#### ARBEITSAUFTRAG:
An welcher Hochschule und an welchem Campus lehrt Wolfgang Merkle laut dem vorliegenden Text Marketing und Management?

In der Summe haben diese Vorgehensweisen nicht nur mir in meiner Karriere geholfen; so wie ich von meinen Absolventen in der unternehmerischen Praxis höre, haben diese Tipps auch ihnen für die Gestaltung ihres Berufsweges massiv geholfen.
Hamburg, 13. Mai 2024
Prof. Dr. Wolfgang Merkle
Professor Dr. Wolfgang Merkle ist Professor für Marketing und Management an der University of Europe for Applied Sciences (UE) am Campus Hamburg. Zuvor war er in verschiedenen Führungspositionen bei Tchibo, Galeria Kaufhof, ZARA, Massimo Dutti und Otto tätig.

(Lokalisierungsdaten mit einem Punkt pro Instanz)
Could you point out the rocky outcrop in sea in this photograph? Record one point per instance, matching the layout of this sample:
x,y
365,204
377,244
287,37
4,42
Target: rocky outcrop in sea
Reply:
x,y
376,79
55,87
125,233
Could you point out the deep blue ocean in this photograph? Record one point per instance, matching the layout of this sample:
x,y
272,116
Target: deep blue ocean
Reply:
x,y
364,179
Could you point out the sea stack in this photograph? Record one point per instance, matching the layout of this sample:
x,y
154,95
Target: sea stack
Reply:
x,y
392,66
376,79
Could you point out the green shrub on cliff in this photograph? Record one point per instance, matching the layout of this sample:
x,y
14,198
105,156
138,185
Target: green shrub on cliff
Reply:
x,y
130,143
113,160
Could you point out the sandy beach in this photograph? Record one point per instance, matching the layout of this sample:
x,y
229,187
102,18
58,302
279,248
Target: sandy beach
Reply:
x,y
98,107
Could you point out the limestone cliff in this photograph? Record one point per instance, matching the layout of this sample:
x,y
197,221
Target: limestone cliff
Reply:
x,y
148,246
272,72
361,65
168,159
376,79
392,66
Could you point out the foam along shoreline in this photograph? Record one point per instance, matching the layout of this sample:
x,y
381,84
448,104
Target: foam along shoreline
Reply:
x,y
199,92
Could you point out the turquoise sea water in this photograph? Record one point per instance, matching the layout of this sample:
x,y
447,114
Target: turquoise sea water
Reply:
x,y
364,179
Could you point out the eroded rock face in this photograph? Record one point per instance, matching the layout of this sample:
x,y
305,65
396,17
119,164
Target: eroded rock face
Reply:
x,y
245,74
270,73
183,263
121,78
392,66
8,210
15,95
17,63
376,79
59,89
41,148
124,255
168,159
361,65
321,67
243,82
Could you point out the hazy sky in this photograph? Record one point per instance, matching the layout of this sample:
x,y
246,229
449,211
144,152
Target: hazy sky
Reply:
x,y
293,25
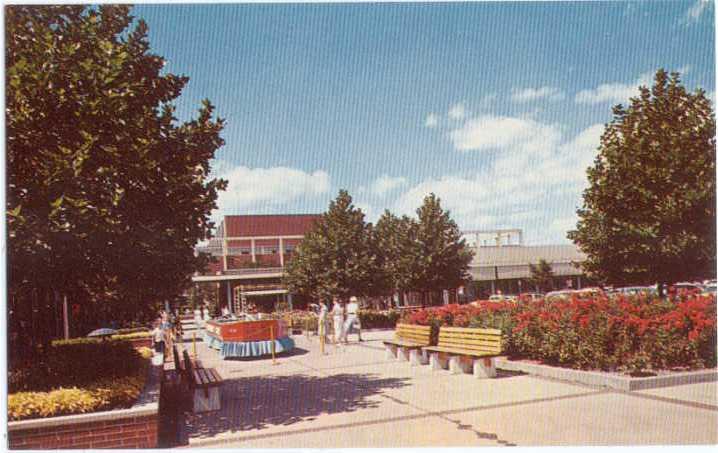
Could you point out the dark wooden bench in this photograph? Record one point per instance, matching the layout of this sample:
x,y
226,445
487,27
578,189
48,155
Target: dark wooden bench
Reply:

#### ANTWORT:
An der University of Europe for Applied Sciences (UE) am Campus Hamburg.